**Your goal:**
Answer these questions using the Kit interview below.
(a) Which showbiz anniversary did Kit mark last year?
(b) What kind of cake does her team bring when traveling overseas for work?
(c) What number does Kit give her kiasu-ness when it comes to work?

**Selection:**
▬▬▬

Kit, who marked her 25th anniversary in showbiz last year, is undoubtedly one of the most recognised and celebrated singers on the little red dot - she’s even been dubbed Singapore's "national treasure”. And as our chat progressed, we realised it’s a title that more than befits her, not just in the talent department, but also when it comes to her Singaporean-ness.

For one, she can be super kiasu (“I’m off the charts when it comes to work”) and her manager can more than vouch for it.

“When a stylist tells her to bring an outfit and two pairs of shoes for a performance, she will bring double that just in case,” her manager told us. “And also, when we travel overseas for work, we always bring a pandan cake because Kit is afraid she will not be able to find a good ‘light and fluffy cake’ to snack on during rehearsals!”

Okay, that’s pretty hardcore. We’ve heard of tourists lugging home boxes of pandan cake, but locals doing the opposite? That’s a first. And as it turns out, there’s an inner ah lian within Kit that you do not want to see rear its ugly head. 

“I am usually polite, that’s the way I was brought up. But when I am really angry, I will be quite vulgar and that’s the inner lian coming out,” laughed Kit.

Instead of asking her to demo, we egged her manager to reveal the singer’s preferred lingo for, erm, colourful language.

“Depends,” she said. “She seldom [swears] but when she does, it’s usually in English. She’s like an ang moh lian.”

Read on to find out how Singaporean Kit is.

What’s a typical Singaporean side you have?
I like to chope (reserve) things - it could be chope-ing seats and sometimes chope-ing people. For example, a friend says she wants to go Morocco then I will go, “I chope you for that trip, you cannot go with anyone else.” Everything also must chope.

Do you chope seats at hawker centres? 
I don’t want to sound spoilt but when I go to the hawker centre, I am usually with someone who will buy the food, so I am the chope-er. You don’t need a pack of tissue.

On a scale from 1 to 10, rate your level of kiasu-ness.
This one is very extreme. I think in general, as a normal person, I’m only 5. However, when it comes to work, I’m a 12. I am off the charts. I always over-prepare, especially for “live” performances.

For example, we only need an outfit and a pair of shoes but we always bring extra because someone might spill coffee on you. And I will bring a lot of underwear. There’s different underwear that goes with different outfits so don’t think, just bring everything. I also make sure there’s enough water on the stage, and not just in one spot but several spots. I feel people come all the way to watch you perform and you don’t want to spoil it because of those few minutes.

▬▬▬

**Information given:**
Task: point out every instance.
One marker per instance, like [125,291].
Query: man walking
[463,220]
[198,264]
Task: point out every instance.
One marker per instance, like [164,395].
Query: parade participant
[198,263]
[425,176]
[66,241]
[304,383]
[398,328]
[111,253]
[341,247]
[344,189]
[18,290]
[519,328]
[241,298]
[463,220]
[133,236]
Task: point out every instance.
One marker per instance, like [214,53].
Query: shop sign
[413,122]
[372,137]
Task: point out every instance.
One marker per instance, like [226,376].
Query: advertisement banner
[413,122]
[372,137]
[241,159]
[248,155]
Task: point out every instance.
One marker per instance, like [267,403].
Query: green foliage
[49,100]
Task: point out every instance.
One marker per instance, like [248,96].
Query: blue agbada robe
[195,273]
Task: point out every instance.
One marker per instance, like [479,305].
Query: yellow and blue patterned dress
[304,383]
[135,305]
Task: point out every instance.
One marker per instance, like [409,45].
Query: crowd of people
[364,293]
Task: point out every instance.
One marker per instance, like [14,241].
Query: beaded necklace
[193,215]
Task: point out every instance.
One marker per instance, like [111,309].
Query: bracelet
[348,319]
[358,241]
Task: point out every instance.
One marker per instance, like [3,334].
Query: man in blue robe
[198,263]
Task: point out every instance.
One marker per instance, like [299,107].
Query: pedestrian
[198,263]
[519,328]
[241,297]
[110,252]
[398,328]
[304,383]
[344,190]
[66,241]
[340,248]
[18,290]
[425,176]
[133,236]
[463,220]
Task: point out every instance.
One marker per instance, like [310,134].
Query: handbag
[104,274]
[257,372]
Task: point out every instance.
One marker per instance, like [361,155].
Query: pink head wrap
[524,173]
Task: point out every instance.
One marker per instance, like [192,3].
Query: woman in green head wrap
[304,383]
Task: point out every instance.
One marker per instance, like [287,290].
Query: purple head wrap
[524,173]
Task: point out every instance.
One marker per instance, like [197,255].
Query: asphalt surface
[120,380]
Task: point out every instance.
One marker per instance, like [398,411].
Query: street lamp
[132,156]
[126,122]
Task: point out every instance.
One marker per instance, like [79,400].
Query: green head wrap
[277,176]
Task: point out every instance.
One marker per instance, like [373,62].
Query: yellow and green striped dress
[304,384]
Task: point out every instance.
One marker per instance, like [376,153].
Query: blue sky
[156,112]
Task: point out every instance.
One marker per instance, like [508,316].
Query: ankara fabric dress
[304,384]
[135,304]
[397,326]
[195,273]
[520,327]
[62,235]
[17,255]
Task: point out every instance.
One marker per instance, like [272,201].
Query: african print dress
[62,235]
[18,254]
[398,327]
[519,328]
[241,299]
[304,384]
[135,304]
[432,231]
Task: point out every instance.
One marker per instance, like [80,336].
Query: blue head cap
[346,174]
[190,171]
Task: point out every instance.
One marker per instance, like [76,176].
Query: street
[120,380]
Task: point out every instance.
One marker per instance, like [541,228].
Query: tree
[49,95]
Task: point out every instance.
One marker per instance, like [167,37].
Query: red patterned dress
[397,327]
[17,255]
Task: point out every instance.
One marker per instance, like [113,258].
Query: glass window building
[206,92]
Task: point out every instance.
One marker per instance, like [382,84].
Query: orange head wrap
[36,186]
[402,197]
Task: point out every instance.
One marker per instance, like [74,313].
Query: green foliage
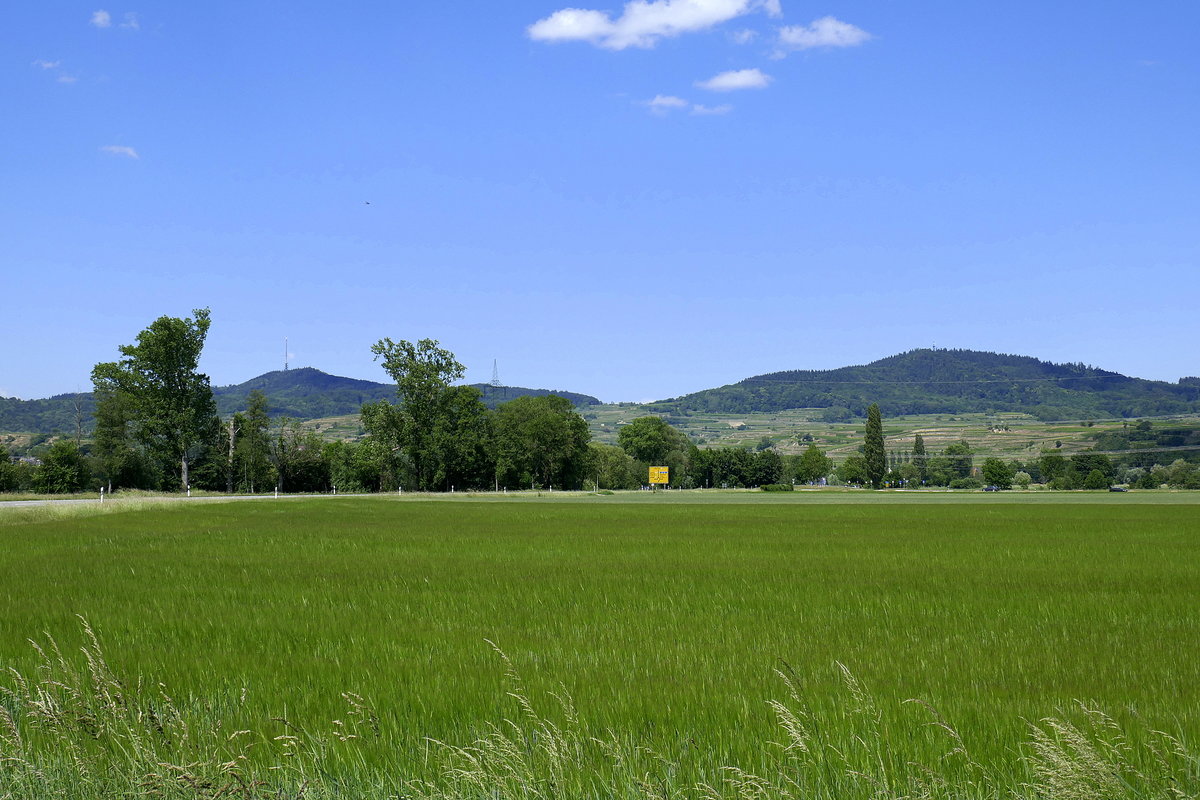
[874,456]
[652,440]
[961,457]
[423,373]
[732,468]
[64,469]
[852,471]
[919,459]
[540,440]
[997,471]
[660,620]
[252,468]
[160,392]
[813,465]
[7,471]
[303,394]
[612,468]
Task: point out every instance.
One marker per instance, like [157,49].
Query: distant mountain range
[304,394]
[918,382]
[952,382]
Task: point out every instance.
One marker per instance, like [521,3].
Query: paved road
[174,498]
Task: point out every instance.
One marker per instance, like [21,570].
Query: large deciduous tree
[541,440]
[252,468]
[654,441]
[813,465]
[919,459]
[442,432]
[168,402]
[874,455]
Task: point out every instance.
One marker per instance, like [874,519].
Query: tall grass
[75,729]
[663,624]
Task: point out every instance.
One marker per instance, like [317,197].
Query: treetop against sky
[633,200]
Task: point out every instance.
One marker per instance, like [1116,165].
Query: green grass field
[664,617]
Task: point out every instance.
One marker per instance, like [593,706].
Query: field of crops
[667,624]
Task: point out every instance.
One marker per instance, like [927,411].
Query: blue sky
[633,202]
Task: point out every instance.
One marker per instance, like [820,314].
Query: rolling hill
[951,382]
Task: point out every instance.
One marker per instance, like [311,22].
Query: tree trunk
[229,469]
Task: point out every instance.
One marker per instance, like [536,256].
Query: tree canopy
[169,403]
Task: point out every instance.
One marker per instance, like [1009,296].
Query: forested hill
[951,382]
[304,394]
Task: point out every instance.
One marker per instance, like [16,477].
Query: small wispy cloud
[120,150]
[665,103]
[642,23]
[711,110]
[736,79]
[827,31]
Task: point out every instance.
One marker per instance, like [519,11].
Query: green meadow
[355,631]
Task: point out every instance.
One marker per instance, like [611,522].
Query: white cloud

▬▬▬

**Right answer:**
(a) Her 25th anniversary.
(b) A pandan cake.
(c) 12.